Excerpt provided =
We start children at 5 at our school.  

I usually teach the adults and the advanced classes.  When I do teach the beginner younglings, I teach them like I teach the adults, but I focus less on martial application (that comes later, once they've been around a little) and more on having fun while learning techniques.  I like to encorporate animals or cartoons or other devices into our drills so that the children keep theri focus.

http://www.4kicks.com/ has some good drills you can work with to fit your classes and your training...


----------



## Muwubu16858 (Sep 18, 2008)

I teach 5 yrs. and up. My teacher won't teach anyone under 13 years old. 
From 5 -7, we only consentrate on basics and hyung. When they reach 8 yrs. and have a blue belt or higher, they learn sparring. The sparring style we teach is similar to kyokushinkai, but we add gloves to the mix, since we allow punching to the face. (Boxing gloves for beginners, and open-finger gloves for advanced[Cho Dan and up]).


----------



## Meghann1965 (Sep 19, 2008)

We were starting children between 3-4 into "Little Ninjas" and 4-5 year olds, up to first grade went into "Young Warriors".  It is extremely hard at that age to keep their attention span long enough to teach an entire form.  We wound up taking a technique and teaching them that.  We also interspersed it with games with blockers, so that they'd learn a proper high or low block.  

It's fun, but challenging.  You have to have a LOT of patience to teach a child that young and make it interesting for them.

Material provided =

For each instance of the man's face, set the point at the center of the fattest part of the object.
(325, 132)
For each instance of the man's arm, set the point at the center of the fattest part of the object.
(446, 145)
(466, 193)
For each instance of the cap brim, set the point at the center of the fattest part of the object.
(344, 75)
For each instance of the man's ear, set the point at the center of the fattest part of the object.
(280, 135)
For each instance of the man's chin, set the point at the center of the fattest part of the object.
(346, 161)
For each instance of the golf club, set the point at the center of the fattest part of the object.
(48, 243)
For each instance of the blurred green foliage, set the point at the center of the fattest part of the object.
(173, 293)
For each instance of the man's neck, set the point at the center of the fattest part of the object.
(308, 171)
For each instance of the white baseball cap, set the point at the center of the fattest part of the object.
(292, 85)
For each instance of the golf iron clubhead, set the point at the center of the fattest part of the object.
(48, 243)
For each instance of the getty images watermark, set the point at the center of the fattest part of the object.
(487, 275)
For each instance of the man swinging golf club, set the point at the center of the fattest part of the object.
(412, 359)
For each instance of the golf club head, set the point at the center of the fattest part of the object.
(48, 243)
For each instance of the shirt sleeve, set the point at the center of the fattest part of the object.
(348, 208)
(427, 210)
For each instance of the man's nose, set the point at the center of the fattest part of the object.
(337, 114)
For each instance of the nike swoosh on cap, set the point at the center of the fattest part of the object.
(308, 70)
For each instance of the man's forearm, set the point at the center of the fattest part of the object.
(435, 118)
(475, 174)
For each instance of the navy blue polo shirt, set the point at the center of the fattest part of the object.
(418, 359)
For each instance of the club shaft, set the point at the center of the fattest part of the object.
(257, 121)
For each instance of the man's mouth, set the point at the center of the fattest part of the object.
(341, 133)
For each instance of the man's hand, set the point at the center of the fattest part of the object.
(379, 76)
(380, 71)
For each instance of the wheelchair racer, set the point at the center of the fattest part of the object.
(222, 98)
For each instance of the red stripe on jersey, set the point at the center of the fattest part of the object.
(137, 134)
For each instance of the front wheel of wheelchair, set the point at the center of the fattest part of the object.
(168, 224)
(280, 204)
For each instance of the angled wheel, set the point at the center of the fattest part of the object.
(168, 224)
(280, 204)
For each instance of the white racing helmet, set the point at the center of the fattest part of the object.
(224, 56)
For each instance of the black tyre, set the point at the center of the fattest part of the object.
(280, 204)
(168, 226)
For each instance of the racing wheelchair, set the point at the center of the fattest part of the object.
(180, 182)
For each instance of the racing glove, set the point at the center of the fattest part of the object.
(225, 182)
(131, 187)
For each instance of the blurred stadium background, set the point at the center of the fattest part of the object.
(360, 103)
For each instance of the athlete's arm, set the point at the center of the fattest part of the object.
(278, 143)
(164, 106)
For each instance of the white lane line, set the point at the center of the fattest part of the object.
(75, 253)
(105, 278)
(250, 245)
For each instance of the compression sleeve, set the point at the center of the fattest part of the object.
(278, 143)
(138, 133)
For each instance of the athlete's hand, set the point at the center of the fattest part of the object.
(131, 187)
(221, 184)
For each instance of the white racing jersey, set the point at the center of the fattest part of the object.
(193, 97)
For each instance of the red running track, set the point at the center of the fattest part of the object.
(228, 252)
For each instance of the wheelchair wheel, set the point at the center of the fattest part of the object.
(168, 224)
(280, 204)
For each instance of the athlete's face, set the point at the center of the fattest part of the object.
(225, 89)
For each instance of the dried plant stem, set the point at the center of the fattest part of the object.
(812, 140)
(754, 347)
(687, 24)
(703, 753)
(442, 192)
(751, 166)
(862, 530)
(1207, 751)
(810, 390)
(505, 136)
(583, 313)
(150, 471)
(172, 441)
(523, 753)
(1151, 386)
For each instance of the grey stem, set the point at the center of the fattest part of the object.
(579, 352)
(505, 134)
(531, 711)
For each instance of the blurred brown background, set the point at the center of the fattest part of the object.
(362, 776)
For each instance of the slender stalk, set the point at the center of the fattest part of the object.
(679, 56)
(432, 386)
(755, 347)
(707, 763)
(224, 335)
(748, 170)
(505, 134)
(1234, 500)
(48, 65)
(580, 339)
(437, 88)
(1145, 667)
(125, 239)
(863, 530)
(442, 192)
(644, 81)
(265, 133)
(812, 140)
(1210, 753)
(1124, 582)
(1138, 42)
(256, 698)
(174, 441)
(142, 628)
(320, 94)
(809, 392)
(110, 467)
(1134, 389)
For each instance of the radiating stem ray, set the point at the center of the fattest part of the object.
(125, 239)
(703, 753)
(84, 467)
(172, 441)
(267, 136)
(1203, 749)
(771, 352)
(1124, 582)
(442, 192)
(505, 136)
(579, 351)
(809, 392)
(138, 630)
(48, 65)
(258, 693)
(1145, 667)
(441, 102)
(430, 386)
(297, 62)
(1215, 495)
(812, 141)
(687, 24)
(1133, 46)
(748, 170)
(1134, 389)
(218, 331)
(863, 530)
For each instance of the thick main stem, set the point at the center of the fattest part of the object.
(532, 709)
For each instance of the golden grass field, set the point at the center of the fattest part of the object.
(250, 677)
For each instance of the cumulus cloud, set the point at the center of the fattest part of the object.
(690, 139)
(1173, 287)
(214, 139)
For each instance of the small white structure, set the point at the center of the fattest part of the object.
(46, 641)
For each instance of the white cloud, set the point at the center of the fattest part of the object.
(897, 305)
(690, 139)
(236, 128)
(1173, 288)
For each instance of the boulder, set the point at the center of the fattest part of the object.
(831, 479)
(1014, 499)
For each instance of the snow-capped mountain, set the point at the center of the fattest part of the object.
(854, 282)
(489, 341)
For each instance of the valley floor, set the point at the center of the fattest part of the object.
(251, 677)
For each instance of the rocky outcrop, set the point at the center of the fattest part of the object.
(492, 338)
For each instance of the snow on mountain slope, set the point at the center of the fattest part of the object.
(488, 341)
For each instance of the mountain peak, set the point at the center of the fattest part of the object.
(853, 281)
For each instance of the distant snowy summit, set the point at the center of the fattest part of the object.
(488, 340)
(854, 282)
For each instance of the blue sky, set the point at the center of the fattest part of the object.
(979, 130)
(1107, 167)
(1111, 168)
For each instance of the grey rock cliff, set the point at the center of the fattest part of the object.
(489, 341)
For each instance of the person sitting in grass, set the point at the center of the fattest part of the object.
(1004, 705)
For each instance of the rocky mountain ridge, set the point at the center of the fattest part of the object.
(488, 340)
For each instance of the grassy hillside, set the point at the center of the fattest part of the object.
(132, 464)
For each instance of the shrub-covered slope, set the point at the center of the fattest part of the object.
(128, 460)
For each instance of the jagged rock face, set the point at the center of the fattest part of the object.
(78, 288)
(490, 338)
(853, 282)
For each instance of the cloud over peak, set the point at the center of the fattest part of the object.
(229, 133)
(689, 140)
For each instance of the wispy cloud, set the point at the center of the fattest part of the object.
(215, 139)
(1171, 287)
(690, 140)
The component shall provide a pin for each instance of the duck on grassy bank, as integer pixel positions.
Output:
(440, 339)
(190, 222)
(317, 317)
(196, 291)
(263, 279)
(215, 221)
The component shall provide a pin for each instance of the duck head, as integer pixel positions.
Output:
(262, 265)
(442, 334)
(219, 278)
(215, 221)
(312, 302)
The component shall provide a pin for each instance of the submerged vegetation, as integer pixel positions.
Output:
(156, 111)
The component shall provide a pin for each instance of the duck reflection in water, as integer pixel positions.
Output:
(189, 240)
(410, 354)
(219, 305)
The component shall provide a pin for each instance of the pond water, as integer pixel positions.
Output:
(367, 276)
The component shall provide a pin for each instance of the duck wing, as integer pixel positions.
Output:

Work to do =
1 > Restate the thread on teaching martial arts to young children, starting with "I usually teach" and going on through "(Sep 18, 2008)", and swap "drills" for "exercises".
2 > Please finish out the next part of the thread on teaching martial arts to young children, picking up after its last sentence.
The records have no connection to the thread on teaching martial arts to young children.

Responses per task =
1 >
I usually teach the adults and the advanced classes.  When I do teach the beginner younglings, I teach them like I teach the adults, but I focus less on martial application (that comes later, once they've been around a little) and more on having fun while learning techniques.  I like to encorporate animals or cartoons or other devices into our exercises so that the children keep theri focus.

http://www.4kicks.com/ has some good exercises you can work with to fit your classes and your training...


----------



## Muwubu16858 (Sep 18, 2008)

2 >
----------



## Lynne (Sep 19, 2008)

Our red belts are required to assist in class and have a meeting every month to discuss ways of dealing with problems, how to encourage the little ones, etc.  This past meeting the instructor said, "If you can get the little ones to do one kick during the class, you have succeeded.  Try not to get frustrated."  

To me, I think it's kind of weird that the red belt children assist in class.  It's good to build leadership skills I suppose.  But they still pick their nose, eat their boogers, and goof off. They just don't have good focus overall.  And they are supposed to set an example for the other children.  (We have red belts who are only seven years old and they must assist in class, boogers and all  )

Develomentally, kindergartners are doing exceptional if they can hop on one leg.  Five and six year olds can do jump front kicks!  I saw it myself.  Impressive.


----------



## foggymorning162 (Sep 20, 2008)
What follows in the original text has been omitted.